* **Supplied records**
○ ○ ○ ○
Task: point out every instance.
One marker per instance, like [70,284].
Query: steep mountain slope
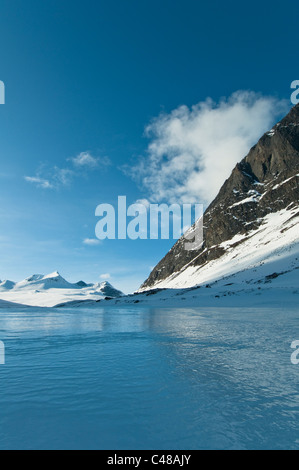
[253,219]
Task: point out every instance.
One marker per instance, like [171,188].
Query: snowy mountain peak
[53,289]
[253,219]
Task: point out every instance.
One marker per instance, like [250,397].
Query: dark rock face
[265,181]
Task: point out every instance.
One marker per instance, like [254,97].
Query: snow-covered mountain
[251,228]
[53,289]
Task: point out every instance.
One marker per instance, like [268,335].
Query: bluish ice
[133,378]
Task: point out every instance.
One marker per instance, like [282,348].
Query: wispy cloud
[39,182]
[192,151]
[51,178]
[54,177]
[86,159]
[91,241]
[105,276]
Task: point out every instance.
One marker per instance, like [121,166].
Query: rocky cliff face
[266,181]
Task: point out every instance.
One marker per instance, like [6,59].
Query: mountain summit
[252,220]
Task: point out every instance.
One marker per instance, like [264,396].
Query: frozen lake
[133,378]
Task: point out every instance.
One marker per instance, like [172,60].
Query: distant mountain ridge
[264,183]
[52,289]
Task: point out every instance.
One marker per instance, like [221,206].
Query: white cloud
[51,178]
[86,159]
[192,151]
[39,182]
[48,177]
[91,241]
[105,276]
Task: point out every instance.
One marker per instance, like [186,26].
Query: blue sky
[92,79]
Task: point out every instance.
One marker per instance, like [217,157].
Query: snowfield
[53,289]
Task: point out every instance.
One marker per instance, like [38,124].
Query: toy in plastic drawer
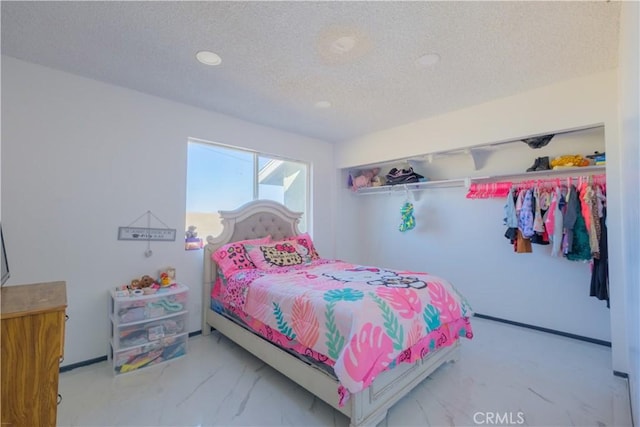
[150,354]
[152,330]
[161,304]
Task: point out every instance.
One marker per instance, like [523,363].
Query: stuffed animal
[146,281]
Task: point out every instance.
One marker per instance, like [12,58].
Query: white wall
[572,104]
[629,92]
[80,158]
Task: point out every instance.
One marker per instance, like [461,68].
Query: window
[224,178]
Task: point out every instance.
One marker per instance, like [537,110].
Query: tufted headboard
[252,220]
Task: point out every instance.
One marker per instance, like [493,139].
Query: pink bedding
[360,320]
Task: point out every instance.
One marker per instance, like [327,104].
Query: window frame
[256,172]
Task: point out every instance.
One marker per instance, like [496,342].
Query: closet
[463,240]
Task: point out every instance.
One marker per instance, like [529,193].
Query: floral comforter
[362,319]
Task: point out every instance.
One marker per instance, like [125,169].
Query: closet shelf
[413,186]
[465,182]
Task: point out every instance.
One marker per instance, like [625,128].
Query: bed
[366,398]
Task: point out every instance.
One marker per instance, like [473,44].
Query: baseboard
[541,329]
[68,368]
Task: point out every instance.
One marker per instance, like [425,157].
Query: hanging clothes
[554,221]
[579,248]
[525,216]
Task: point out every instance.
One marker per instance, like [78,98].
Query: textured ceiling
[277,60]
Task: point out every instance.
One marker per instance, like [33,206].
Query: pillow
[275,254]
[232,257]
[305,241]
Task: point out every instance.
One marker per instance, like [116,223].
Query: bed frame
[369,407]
○ ○ ○ ○
Which lines in the entries above contain the string "cloud"? Pull out every one of them, and treat uppercase and lowercase letters as different.

* **Answer to the task**
Query: wispy cloud
Query: white cloud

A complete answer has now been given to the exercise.